• Task directions: Every record is to be duplicated exactly as it reads, without its images.

*** Opening of Supplied information ***

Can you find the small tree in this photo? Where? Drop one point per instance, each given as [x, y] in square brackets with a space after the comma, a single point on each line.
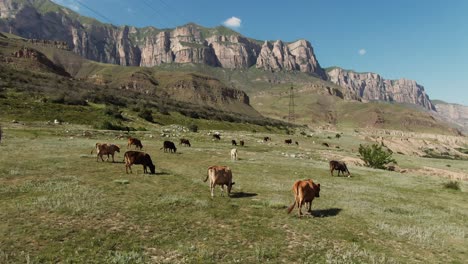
[193, 128]
[375, 157]
[147, 115]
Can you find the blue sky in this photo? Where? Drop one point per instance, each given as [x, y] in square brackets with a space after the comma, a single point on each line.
[426, 41]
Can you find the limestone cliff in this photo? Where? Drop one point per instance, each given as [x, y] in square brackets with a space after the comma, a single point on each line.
[372, 87]
[454, 113]
[131, 46]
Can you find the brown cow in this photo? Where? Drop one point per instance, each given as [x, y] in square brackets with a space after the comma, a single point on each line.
[185, 142]
[340, 166]
[304, 192]
[169, 146]
[105, 149]
[220, 175]
[134, 141]
[137, 157]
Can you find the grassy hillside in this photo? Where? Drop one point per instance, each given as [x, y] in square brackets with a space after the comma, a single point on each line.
[59, 205]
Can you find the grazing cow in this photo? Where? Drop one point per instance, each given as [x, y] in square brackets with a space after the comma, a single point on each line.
[185, 142]
[304, 192]
[233, 154]
[220, 175]
[169, 145]
[134, 141]
[137, 157]
[105, 149]
[340, 166]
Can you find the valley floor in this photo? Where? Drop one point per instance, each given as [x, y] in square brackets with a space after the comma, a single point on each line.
[57, 204]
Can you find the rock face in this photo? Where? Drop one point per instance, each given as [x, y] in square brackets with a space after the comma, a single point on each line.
[130, 46]
[372, 87]
[455, 113]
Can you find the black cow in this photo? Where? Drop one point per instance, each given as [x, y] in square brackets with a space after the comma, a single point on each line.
[340, 166]
[169, 145]
[185, 142]
[137, 157]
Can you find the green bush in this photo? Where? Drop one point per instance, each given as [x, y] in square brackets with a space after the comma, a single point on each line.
[193, 128]
[454, 185]
[375, 157]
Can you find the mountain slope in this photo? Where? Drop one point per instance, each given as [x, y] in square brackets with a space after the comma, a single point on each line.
[455, 113]
[372, 87]
[131, 46]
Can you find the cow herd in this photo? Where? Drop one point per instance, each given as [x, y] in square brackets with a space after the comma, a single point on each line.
[304, 190]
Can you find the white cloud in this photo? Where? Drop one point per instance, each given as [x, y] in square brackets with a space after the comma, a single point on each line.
[68, 3]
[232, 22]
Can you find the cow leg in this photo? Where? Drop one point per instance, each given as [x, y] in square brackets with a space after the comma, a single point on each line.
[212, 189]
[301, 202]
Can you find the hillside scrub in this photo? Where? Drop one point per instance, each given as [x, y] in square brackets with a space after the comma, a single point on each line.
[374, 156]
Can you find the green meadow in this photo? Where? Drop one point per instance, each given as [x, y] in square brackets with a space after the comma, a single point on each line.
[57, 204]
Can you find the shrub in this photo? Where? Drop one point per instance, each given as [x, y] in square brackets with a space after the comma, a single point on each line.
[193, 128]
[454, 185]
[114, 112]
[375, 157]
[147, 115]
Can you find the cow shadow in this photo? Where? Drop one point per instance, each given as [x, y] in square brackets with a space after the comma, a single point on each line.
[326, 212]
[242, 195]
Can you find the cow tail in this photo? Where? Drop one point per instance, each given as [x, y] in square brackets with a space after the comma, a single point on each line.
[207, 175]
[292, 206]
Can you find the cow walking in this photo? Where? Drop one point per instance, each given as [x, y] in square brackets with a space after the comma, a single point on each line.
[105, 149]
[340, 166]
[134, 141]
[234, 154]
[220, 175]
[304, 192]
[137, 157]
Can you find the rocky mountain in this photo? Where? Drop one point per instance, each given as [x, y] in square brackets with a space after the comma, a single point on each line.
[131, 46]
[372, 87]
[454, 113]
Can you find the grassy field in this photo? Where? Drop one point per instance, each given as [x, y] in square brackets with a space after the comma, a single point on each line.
[57, 204]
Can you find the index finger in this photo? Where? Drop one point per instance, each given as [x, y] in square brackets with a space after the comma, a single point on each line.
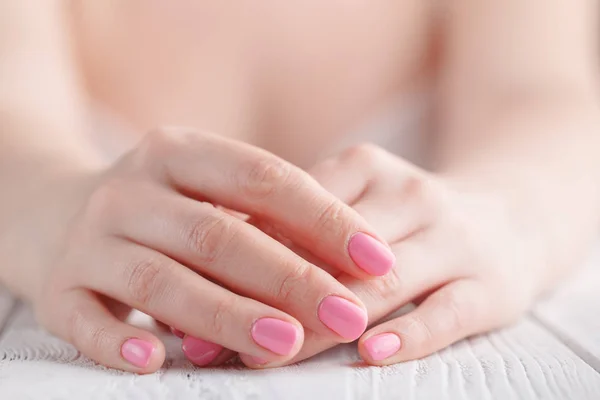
[253, 181]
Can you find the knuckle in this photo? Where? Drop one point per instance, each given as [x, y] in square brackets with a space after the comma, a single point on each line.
[262, 178]
[209, 236]
[332, 220]
[143, 280]
[298, 274]
[221, 315]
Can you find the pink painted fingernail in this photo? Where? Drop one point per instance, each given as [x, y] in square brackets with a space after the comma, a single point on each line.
[199, 351]
[382, 346]
[370, 254]
[138, 352]
[177, 332]
[275, 335]
[343, 317]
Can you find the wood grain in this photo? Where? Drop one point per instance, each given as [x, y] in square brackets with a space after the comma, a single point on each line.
[572, 312]
[520, 362]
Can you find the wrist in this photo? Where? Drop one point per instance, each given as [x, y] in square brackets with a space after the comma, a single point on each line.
[33, 224]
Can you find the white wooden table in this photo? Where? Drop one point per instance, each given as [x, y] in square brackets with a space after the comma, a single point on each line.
[552, 353]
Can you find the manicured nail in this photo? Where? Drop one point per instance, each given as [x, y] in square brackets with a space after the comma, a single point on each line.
[370, 254]
[275, 335]
[138, 352]
[382, 346]
[343, 317]
[199, 351]
[177, 333]
[258, 360]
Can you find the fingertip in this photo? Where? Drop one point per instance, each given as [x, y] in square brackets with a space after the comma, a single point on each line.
[380, 348]
[143, 355]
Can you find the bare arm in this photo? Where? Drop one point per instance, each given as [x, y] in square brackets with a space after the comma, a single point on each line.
[521, 116]
[42, 147]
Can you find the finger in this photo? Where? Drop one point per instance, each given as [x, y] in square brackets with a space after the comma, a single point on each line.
[455, 311]
[204, 353]
[421, 272]
[252, 181]
[81, 319]
[395, 210]
[177, 332]
[164, 289]
[247, 261]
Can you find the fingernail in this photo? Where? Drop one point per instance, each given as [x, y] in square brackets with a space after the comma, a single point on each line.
[177, 333]
[370, 254]
[343, 317]
[138, 352]
[382, 346]
[275, 335]
[258, 360]
[199, 351]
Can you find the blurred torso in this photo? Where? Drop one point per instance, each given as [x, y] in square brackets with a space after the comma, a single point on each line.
[292, 77]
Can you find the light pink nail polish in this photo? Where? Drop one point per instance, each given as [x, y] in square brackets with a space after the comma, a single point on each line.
[177, 333]
[138, 352]
[275, 335]
[382, 346]
[370, 254]
[343, 317]
[199, 351]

*** Close of Supplied information ***

• Reply to the exercise:
Can you find the small tree in this photo? Where? Drop one point per instance, each given as [x, y] in square brackets with a space after the comma, a single point on each line.
[193, 128]
[375, 157]
[147, 115]
Can you find the blue sky in this photo? Where? Drop one point per instance, each given as [x, y] in square brackets with a space after the comma, a single point on each line.
[426, 41]
Can you find the limestone cliff in this photo? Where? Drop one point per instance, each given as [x, y] in square brackets with a space after the comma, a single point on each line.
[372, 87]
[454, 113]
[131, 46]
Can you find the brown cow in this photo? Where? Drop one point per instance, each given as [x, y] in square brackets with a space after the comma, a single point on each line.
[185, 142]
[340, 166]
[304, 192]
[169, 146]
[105, 149]
[220, 175]
[134, 141]
[137, 157]
Can you find the grassy hillside in this photo? Where? Drop one point per instance, each given as [x, y] in square brackets with a space after the comma, a single point on each line.
[59, 205]
Can you find the grazing cow in this photo? Where? Drop one point per instance, each given as [x, y] in square brackets with a space after the comma, a single point on each line.
[185, 142]
[304, 192]
[233, 154]
[220, 175]
[169, 145]
[134, 141]
[137, 157]
[105, 149]
[340, 166]
Can you find the valley floor in this photo? Where? Drop one point per instance, each given as [x, y] in square brackets with a space after the comma, a single point on each line.
[57, 204]
Can you find the rock face in this photo? Where? Drop one point per instance, each given as [x, y] in square brackets with a space after the comma, a single point on each line.
[130, 46]
[372, 87]
[455, 113]
Can you find the black cow in this photo? Where? Drop one point per instance, each given as [x, y] in square brackets with a space after the comma, a single point on each line.
[340, 166]
[169, 145]
[185, 142]
[137, 157]
Can you find the green bush in this photo? Where? Drop one point per instance, each given as [x, y] in square brackets with a space after the comma, a single point on each line.
[193, 128]
[454, 185]
[375, 157]
Can you find the mountain slope in this photo? Where? Drop one point per instance, each given as [x, y] in square brackets with a space after the comma, a single point on each line.
[455, 113]
[372, 87]
[131, 46]
Can you find the cow herd in this photo? Where? Drop one point per instance, each given as [x, y] in square brackets with a space after the comma, a single point on each line.
[304, 190]
Can you find the white cloud in this photo? Where? Drop one point per instance, each given as [x, y] in square brackets with a space after the comma, a single point on each line.
[68, 3]
[232, 22]
Can you find the cow leg in this photo? Where? Drop one point per instance, each given as [x, y] in square brackets with a space after the comma, a single point on each line.
[212, 189]
[301, 202]
Can you find the hillside scrub in this photo? Where? Drop one point per instance, each given as [x, y] in square brackets with a space after the comma, a single point on each line.
[374, 156]
Can you find the green meadow in this photo? Where? Drop one point per instance, each given as [x, y] in square brackets with a space after the comma, a single point on each line.
[57, 204]
Can you find the shrub in this photo? Where? Drop one point per instance, each given as [x, y] in square brackets with a space after the comma, a single point on each line.
[193, 128]
[454, 185]
[114, 112]
[375, 157]
[147, 115]
Can you find the cow shadow in this photo? Where? Drop one point per instance, each given as [x, y] in square brackets with a space after the comma, a single point on each line.
[326, 212]
[242, 195]
Can you find the cow tail in this photo? Where? Drop one point per instance, each given as [x, y] in square brackets with a space after the comma, a single point on each line.
[207, 175]
[292, 206]
Can you find the cow walking in this photo? Where? Drop one point per instance, each given as [x, y] in square brackets with a space after the comma, a single point on each line.
[105, 149]
[340, 166]
[134, 141]
[234, 154]
[220, 175]
[304, 192]
[137, 157]
Can you find the rocky mountain in this photo? Where? Drop one point per instance, each given as [x, y] in square brackets with a space after the comma, a single point on each line.
[131, 46]
[372, 87]
[454, 113]
Can you find the grassy field in this photo? Where? Drop one point per instance, each given as [x, y] in square brackets with a space after the comma, a single point on each line.
[57, 204]
Can you find the index finger in this photo? Where? Drop one point per instance, each given as [x, y] in square brackets with a space after the comma, a single point on each line.
[253, 181]
Can you find the knuckle in this photo? Where? Drop one point per instance, each given as [x, y] in square brackets with a space after the comma, a single point on each line.
[262, 178]
[209, 236]
[332, 220]
[143, 280]
[298, 274]
[221, 315]
Can you find the pink painted fingernail in this photo? Where? Drop one point per instance, each given as [x, y] in square brackets with a space after the comma, a single point on each line.
[199, 351]
[382, 346]
[370, 254]
[138, 352]
[177, 332]
[275, 335]
[343, 317]
Can you find the wood grain in this photo? Where? Drop one point per instance, each given as [x, y] in square brackets with a space after the comma, a single point on each line.
[572, 312]
[520, 362]
Can you find the wrist in this photo? Where? Drop one point per instance, each given as [x, y] in square brackets with a space after the comma, a single point on each line.
[33, 224]
Can you find the white wooden table in this photo? Where? Drop one point per instance, each given as [x, y] in square brackets with a space after the comma, a single point on each line.
[552, 353]
Can you find the manicured nail in this photo? Where? Drop one point per instance, each given as [x, y] in square brackets with a space after the comma, a single point on each line.
[370, 254]
[275, 335]
[138, 352]
[382, 346]
[343, 317]
[199, 351]
[177, 333]
[258, 360]
Can you find the fingertip in this photo? Where? Drop one point per instance, each given as [x, y] in square brackets with a space after the comma, a single point on each line.
[380, 348]
[143, 355]
Can you find the bare arm in this photo? Where? Drop one point per instance, each given as [x, y] in square brackets with a space after the comma, a single point on each line.
[521, 116]
[42, 147]
Can you find the finger in this photo? Where? Drop one point per instance, each given as [x, y] in square brackets with a space after the comma, a single point on each line.
[455, 311]
[204, 353]
[421, 272]
[252, 181]
[81, 319]
[395, 210]
[177, 332]
[164, 289]
[247, 261]
Can you find the fingernail in this photo? Where? Drop one point per instance, each given as [x, y] in square brackets with a space after the comma, a single point on each line.
[177, 333]
[370, 254]
[343, 317]
[138, 352]
[382, 346]
[275, 335]
[258, 360]
[199, 351]
Can you find the blurred torso in this photo? Where? Drop one point per instance, each given as [x, y] in square brackets with a space after the comma, a single point on each line.
[292, 77]
Can you find the light pink nail polish in this photo? Where? Drop one point per instance, each given as [x, y] in square brackets with a space after the comma, a single point on each line.
[177, 333]
[138, 352]
[275, 335]
[382, 346]
[370, 254]
[343, 317]
[199, 351]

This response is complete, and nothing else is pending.